▶ Stated goal:
Please format the lines of all the items below as a numbered list, skipping blank lines and leaving the pictures out.
--- Start of Data in this exercise ---
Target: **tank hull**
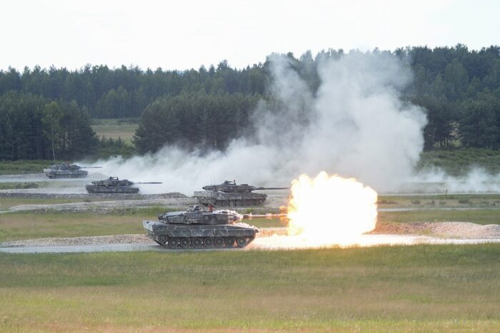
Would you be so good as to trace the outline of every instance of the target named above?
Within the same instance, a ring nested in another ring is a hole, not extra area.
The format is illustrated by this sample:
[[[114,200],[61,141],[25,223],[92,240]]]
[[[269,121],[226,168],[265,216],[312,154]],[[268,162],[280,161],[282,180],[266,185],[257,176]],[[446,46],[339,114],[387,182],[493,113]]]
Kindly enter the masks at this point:
[[[148,236],[170,249],[243,247],[255,238],[259,230],[246,223],[204,225],[143,222]]]
[[[51,179],[54,178],[83,178],[86,177],[89,174],[89,171],[85,171],[84,170],[54,170],[54,169],[44,169],[45,175]]]
[[[193,196],[201,205],[213,205],[216,207],[259,206],[262,205],[267,198],[266,194],[251,192],[195,191]]]
[[[139,188],[131,186],[99,186],[86,185],[85,189],[89,193],[139,193]]]

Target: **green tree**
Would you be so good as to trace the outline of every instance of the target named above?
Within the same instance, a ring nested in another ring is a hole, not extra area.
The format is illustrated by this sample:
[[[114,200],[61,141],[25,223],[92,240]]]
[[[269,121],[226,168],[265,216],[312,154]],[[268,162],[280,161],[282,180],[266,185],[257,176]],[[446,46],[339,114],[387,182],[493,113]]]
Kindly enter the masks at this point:
[[[57,102],[51,102],[45,105],[41,121],[44,124],[44,133],[51,142],[54,160],[56,160],[56,144],[59,142],[62,132],[59,125],[62,117],[63,113]]]

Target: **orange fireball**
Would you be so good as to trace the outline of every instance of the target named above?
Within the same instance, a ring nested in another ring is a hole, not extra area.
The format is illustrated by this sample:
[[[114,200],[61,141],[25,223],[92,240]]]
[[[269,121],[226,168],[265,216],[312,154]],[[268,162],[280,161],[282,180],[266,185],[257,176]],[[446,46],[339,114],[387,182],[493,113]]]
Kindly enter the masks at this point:
[[[373,230],[377,194],[354,178],[320,173],[292,182],[288,234],[309,245],[349,243]]]

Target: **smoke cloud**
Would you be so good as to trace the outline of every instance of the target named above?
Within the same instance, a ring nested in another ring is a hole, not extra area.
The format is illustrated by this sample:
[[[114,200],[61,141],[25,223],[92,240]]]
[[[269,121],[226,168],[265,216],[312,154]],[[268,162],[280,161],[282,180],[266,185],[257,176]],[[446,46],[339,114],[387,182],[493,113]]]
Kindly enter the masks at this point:
[[[354,177],[379,191],[395,190],[411,179],[426,119],[422,109],[400,98],[411,82],[409,66],[390,54],[351,52],[319,63],[321,83],[313,93],[287,58],[270,60],[274,103],[258,105],[251,137],[233,140],[224,152],[166,146],[95,165],[109,175],[164,183],[142,186],[144,193],[192,195],[226,179],[288,186],[301,173],[322,170]]]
--- End of Data in this exercise ---
▶ Final result:
1. Target: **tank hull**
2. Would you be so good as to trace the outline of every instance of the target named above?
3. Within the same instance, a ring nested in another ring is a hole, not extra area.
4. The format is illustrated by this sample:
5. [[[114,200],[61,141],[25,223],[92,240]]]
6. [[[269,121],[226,168],[265,216],[312,154]],[[268,162],[280,161],[282,180],[266,185],[257,176]],[[446,46],[339,114],[387,182],[493,113]]]
7. Kindly enter the masks at this point:
8. [[[148,236],[170,249],[243,247],[255,238],[259,230],[246,223],[204,225],[143,222]]]
9. [[[51,179],[54,178],[83,178],[86,177],[89,174],[89,171],[85,171],[84,170],[54,170],[54,169],[44,169],[45,175]]]
10. [[[193,196],[201,205],[213,205],[216,207],[259,206],[262,205],[267,198],[266,194],[251,192],[195,191]]]
11. [[[139,188],[131,186],[99,186],[86,185],[85,189],[89,193],[139,193]]]
12. Target: **green tree**
13. Would you be so good as to trace the outline of every instance of the target named above?
14. Within the same instance, a ring nested in another ring is a hole, not extra area.
15. The format is illustrated by this sample:
16. [[[114,200],[61,141],[25,223],[92,240]]]
17. [[[269,121],[226,168],[265,216],[312,154]],[[268,162],[280,161],[282,180],[266,185],[257,176]],[[446,46],[339,114],[387,182],[493,113]]]
18. Kindly enter the masks at this point:
19. [[[57,102],[51,102],[45,105],[41,121],[44,124],[44,133],[51,142],[54,160],[56,160],[56,144],[59,142],[62,132],[59,125],[62,117],[63,113]]]
20. Target: **orange fireball**
21. Would you be so good as to trace the outline of every instance of the target named above?
22. Within the same instance, a ring nested in another ring is a hole, not extra area.
23. The format is illustrated by this sample:
24. [[[114,200],[61,141],[25,223],[92,240]]]
25. [[[269,121],[226,168],[265,216],[312,154]],[[268,162],[280,161],[282,180],[266,185],[257,176]],[[446,46],[339,114],[387,182],[493,113]]]
26. Kindly enter the masks at this point:
27. [[[373,230],[377,194],[354,178],[320,173],[292,182],[288,234],[309,245],[349,243]]]
28. Target: **smoke cloud**
29. Would you be so good as to trace the outline of every instance of the target named above?
30. Within the same instance, a ring nested in another ring is a hole, not extra area.
31. The format is illustrated by this sample:
32. [[[114,200],[61,141],[25,223],[92,240]]]
33. [[[269,121],[226,168],[265,216],[312,154]],[[268,162],[280,161],[282,180],[266,185],[257,176]],[[446,46],[339,114],[387,182],[493,113]]]
34. Kindly enter the masks at this point:
35. [[[354,177],[379,191],[395,190],[411,179],[426,119],[422,109],[400,98],[411,82],[409,66],[390,54],[351,52],[319,63],[321,83],[313,93],[287,58],[270,60],[274,103],[258,105],[251,137],[233,140],[224,152],[166,146],[95,165],[109,175],[164,183],[142,186],[144,193],[192,195],[226,179],[288,186],[301,173],[322,170]]]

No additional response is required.